▶ _Task material_
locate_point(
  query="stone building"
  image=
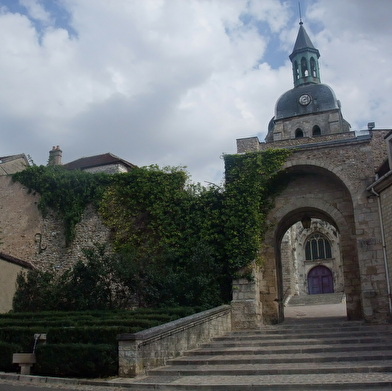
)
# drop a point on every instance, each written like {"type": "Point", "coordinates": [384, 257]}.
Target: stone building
{"type": "Point", "coordinates": [25, 234]}
{"type": "Point", "coordinates": [325, 233]}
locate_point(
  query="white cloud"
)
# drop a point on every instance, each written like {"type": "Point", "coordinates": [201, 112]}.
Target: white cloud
{"type": "Point", "coordinates": [36, 11]}
{"type": "Point", "coordinates": [175, 82]}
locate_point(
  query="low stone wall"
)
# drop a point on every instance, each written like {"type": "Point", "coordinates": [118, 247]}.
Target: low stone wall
{"type": "Point", "coordinates": [151, 348]}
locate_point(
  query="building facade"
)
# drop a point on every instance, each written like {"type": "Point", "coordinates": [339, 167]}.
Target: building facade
{"type": "Point", "coordinates": [325, 234]}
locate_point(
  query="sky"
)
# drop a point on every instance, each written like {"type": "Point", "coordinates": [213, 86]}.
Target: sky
{"type": "Point", "coordinates": [176, 82]}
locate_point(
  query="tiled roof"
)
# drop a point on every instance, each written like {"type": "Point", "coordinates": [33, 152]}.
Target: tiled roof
{"type": "Point", "coordinates": [96, 161]}
{"type": "Point", "coordinates": [16, 261]}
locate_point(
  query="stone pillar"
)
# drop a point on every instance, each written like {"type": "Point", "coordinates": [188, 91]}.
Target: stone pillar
{"type": "Point", "coordinates": [246, 306]}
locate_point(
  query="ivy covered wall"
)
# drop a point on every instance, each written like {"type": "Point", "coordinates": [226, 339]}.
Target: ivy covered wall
{"type": "Point", "coordinates": [185, 240]}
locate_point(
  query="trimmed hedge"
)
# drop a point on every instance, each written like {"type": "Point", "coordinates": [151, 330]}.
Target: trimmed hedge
{"type": "Point", "coordinates": [6, 352]}
{"type": "Point", "coordinates": [88, 335]}
{"type": "Point", "coordinates": [76, 360]}
{"type": "Point", "coordinates": [21, 336]}
{"type": "Point", "coordinates": [79, 344]}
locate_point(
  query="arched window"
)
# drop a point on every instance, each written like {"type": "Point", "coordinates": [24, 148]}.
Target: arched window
{"type": "Point", "coordinates": [317, 247]}
{"type": "Point", "coordinates": [316, 130]}
{"type": "Point", "coordinates": [299, 133]}
{"type": "Point", "coordinates": [313, 70]}
{"type": "Point", "coordinates": [304, 67]}
{"type": "Point", "coordinates": [296, 70]}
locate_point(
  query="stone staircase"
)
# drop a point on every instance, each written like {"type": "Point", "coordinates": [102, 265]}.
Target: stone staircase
{"type": "Point", "coordinates": [327, 354]}
{"type": "Point", "coordinates": [326, 298]}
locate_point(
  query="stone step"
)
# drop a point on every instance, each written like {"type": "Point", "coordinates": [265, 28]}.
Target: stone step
{"type": "Point", "coordinates": [305, 335]}
{"type": "Point", "coordinates": [298, 342]}
{"type": "Point", "coordinates": [302, 356]}
{"type": "Point", "coordinates": [368, 349]}
{"type": "Point", "coordinates": [328, 298]}
{"type": "Point", "coordinates": [319, 382]}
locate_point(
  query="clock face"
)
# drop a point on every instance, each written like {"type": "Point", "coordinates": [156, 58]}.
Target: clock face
{"type": "Point", "coordinates": [304, 99]}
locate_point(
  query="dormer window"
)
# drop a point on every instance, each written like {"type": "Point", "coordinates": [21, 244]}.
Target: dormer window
{"type": "Point", "coordinates": [313, 67]}
{"type": "Point", "coordinates": [317, 247]}
{"type": "Point", "coordinates": [316, 131]}
{"type": "Point", "coordinates": [299, 133]}
{"type": "Point", "coordinates": [304, 67]}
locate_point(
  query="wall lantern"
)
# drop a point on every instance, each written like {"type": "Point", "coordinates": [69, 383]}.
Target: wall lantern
{"type": "Point", "coordinates": [306, 222]}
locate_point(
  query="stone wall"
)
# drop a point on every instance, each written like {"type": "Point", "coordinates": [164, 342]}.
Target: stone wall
{"type": "Point", "coordinates": [8, 275]}
{"type": "Point", "coordinates": [328, 180]}
{"type": "Point", "coordinates": [29, 236]}
{"type": "Point", "coordinates": [153, 347]}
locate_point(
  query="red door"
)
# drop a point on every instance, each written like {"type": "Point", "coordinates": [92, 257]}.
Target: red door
{"type": "Point", "coordinates": [320, 280]}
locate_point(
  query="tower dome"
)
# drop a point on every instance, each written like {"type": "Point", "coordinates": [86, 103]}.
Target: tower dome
{"type": "Point", "coordinates": [310, 108]}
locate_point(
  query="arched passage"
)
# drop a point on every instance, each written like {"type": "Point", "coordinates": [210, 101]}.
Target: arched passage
{"type": "Point", "coordinates": [320, 280]}
{"type": "Point", "coordinates": [315, 193]}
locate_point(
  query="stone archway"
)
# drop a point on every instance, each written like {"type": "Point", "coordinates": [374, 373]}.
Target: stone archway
{"type": "Point", "coordinates": [320, 280]}
{"type": "Point", "coordinates": [316, 193]}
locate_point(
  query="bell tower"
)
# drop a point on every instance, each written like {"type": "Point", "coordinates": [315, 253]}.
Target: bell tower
{"type": "Point", "coordinates": [305, 59]}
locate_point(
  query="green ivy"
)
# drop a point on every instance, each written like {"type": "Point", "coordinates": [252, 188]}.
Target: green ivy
{"type": "Point", "coordinates": [252, 182]}
{"type": "Point", "coordinates": [183, 242]}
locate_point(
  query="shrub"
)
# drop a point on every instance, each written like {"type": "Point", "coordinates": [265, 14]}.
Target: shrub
{"type": "Point", "coordinates": [6, 352]}
{"type": "Point", "coordinates": [76, 360]}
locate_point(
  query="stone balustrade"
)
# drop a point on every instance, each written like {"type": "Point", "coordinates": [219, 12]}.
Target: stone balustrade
{"type": "Point", "coordinates": [150, 348]}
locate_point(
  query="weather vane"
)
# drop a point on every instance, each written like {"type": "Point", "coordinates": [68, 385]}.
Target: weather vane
{"type": "Point", "coordinates": [300, 13]}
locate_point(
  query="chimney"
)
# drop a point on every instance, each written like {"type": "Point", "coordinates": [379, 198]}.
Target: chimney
{"type": "Point", "coordinates": [55, 156]}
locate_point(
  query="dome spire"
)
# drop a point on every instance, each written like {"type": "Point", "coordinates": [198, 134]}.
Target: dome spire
{"type": "Point", "coordinates": [304, 59]}
{"type": "Point", "coordinates": [300, 13]}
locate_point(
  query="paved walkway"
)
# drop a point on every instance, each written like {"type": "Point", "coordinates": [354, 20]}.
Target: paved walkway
{"type": "Point", "coordinates": [314, 312]}
{"type": "Point", "coordinates": [13, 382]}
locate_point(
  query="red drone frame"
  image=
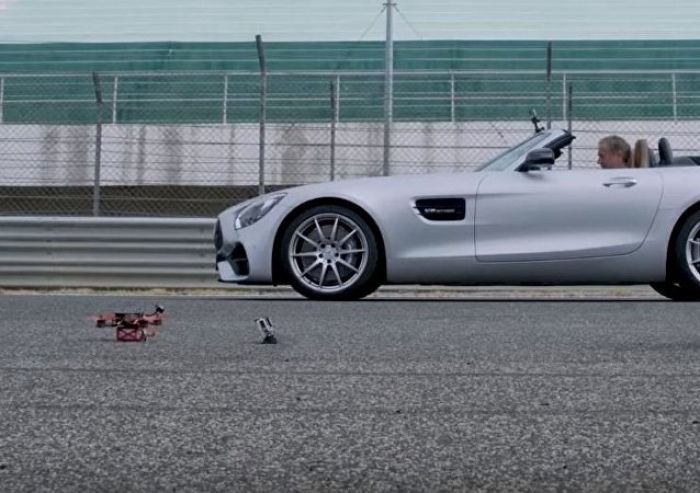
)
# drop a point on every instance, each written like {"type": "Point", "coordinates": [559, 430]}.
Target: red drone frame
{"type": "Point", "coordinates": [132, 327]}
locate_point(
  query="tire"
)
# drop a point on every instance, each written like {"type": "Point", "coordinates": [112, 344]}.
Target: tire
{"type": "Point", "coordinates": [685, 263]}
{"type": "Point", "coordinates": [329, 252]}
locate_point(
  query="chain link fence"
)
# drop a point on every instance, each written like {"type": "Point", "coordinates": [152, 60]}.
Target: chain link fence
{"type": "Point", "coordinates": [192, 144]}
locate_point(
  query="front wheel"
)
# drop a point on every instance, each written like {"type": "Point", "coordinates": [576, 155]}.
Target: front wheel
{"type": "Point", "coordinates": [331, 253]}
{"type": "Point", "coordinates": [685, 258]}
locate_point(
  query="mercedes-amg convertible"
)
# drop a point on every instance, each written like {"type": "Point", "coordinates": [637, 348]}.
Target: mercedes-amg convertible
{"type": "Point", "coordinates": [517, 220]}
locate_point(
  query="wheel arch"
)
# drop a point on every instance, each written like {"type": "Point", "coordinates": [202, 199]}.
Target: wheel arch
{"type": "Point", "coordinates": [277, 271]}
{"type": "Point", "coordinates": [670, 266]}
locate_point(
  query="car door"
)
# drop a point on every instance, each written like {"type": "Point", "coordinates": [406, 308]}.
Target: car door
{"type": "Point", "coordinates": [559, 215]}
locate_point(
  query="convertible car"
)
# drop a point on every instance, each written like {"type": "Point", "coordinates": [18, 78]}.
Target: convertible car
{"type": "Point", "coordinates": [516, 220]}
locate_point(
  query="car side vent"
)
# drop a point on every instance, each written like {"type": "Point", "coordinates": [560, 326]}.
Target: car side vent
{"type": "Point", "coordinates": [447, 209]}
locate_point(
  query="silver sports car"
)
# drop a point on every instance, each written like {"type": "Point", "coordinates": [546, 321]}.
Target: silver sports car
{"type": "Point", "coordinates": [517, 220]}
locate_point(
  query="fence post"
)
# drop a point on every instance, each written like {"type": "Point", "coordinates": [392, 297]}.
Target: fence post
{"type": "Point", "coordinates": [334, 122]}
{"type": "Point", "coordinates": [388, 85]}
{"type": "Point", "coordinates": [263, 113]}
{"type": "Point", "coordinates": [98, 145]}
{"type": "Point", "coordinates": [452, 97]}
{"type": "Point", "coordinates": [225, 115]}
{"type": "Point", "coordinates": [675, 96]}
{"type": "Point", "coordinates": [2, 97]}
{"type": "Point", "coordinates": [115, 95]}
{"type": "Point", "coordinates": [549, 84]}
{"type": "Point", "coordinates": [569, 116]}
{"type": "Point", "coordinates": [564, 112]}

▶ _Job_
Count the lines in the items above that contain the string "lantern". Reply with the number alone.

▶ _Complete answer_
2